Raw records

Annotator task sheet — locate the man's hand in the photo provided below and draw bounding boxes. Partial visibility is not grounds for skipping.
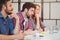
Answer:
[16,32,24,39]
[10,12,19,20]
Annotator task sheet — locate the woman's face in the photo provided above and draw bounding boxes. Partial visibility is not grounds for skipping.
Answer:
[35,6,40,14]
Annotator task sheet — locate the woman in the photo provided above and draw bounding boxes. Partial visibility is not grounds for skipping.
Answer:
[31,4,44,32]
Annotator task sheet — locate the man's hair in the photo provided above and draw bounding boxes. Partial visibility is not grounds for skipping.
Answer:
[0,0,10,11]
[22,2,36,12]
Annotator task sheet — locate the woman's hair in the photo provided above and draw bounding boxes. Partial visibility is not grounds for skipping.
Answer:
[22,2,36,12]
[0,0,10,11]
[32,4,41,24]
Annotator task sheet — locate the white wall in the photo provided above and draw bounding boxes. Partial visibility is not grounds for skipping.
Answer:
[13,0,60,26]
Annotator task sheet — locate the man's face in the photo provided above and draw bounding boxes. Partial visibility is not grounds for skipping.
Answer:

---

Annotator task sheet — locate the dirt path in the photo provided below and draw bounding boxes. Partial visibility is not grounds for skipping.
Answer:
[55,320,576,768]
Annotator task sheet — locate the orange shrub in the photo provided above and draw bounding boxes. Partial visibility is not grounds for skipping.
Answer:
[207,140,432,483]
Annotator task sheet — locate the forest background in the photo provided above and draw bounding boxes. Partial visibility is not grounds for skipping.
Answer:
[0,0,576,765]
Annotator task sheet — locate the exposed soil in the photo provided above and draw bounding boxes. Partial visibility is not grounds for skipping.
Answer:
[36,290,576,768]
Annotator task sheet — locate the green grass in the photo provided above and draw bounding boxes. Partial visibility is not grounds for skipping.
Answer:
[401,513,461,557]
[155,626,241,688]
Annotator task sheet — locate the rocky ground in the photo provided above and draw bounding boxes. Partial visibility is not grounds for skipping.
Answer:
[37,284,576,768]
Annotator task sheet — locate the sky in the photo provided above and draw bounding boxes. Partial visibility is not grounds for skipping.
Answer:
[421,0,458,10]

__Goal__: Rewrite the records from the line that contains "Annotator task sheet — locate the green" through the line that contains "[421,0,458,10]", leaving the requests unchanged. Scale every box coordinate in the answers by 1.35 and round each result to a whole number, with halves rounded up; give only these lines.

__Answer to the problem__:
Annotator task sheet — locate the green grass in the photo provided above and draw bounding boxes. Partial visibility is not grounds for skipping.
Answer:
[541,693,622,752]
[209,845,325,929]
Annotator task sheet — locate the rocky ground in the photo provided above and draw bounding boxes. Partial visibility is not grounds for skipping.
Answer:
[50,383,778,1037]
Annotator task sheet — locate the sky in the photo provided above and draw bounding boxes. Partial visibility is not grounds for skipping.
Answer:
[568,0,618,14]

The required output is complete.